(Saved entries)
▬▬▬▬▬▬

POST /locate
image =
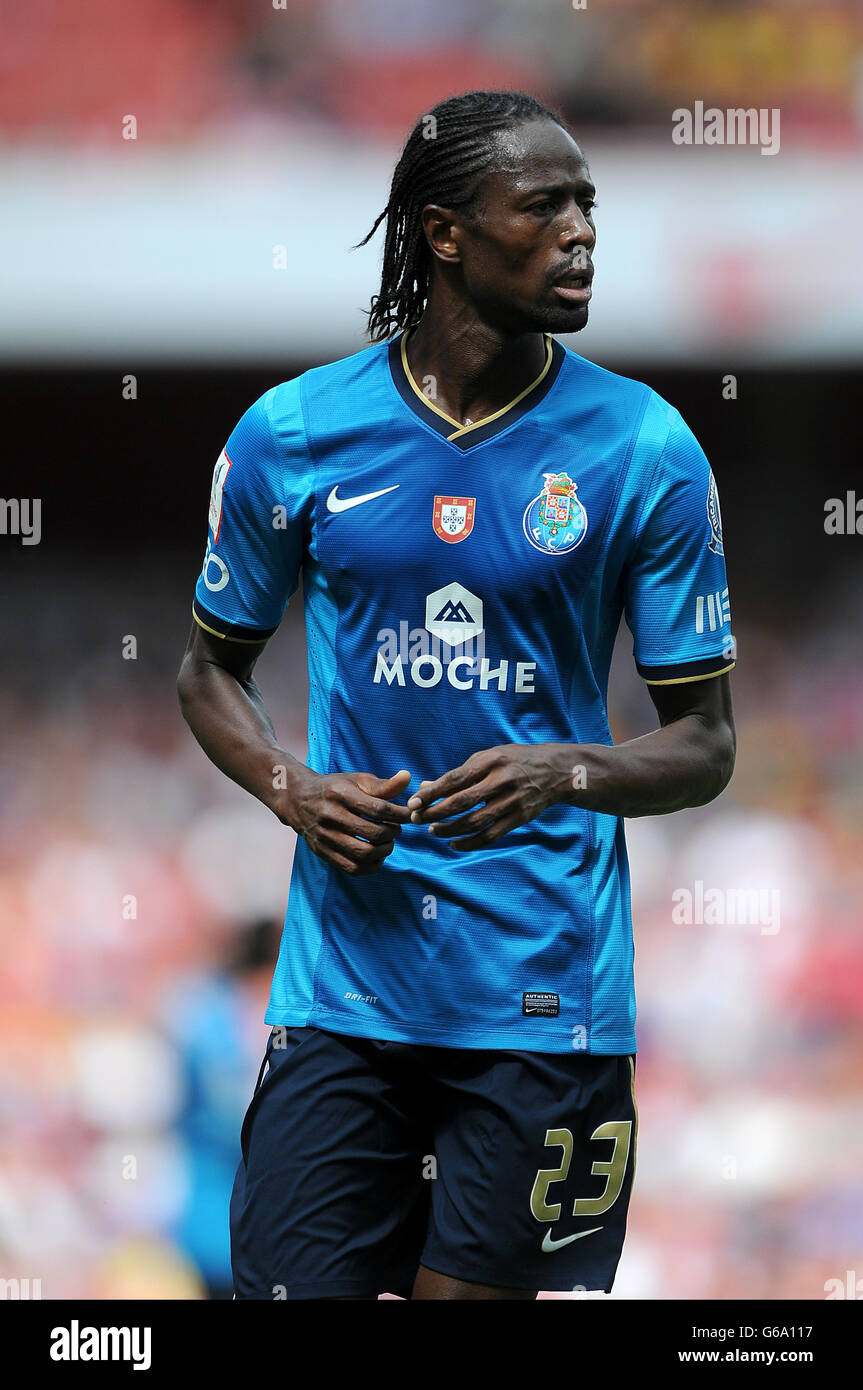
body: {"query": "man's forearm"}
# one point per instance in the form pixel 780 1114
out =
pixel 685 763
pixel 229 720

▬▬▬▬▬▬

▶ [INSTRUCTIONS FOR THE TASK]:
Write out every record exactly. Leave the pictures out.

▶ [OUTPUT BELOW]:
POST /locate
image =
body: {"query": "man's forearm"}
# one point per instance in the form pixel 780 1114
out =
pixel 685 763
pixel 229 720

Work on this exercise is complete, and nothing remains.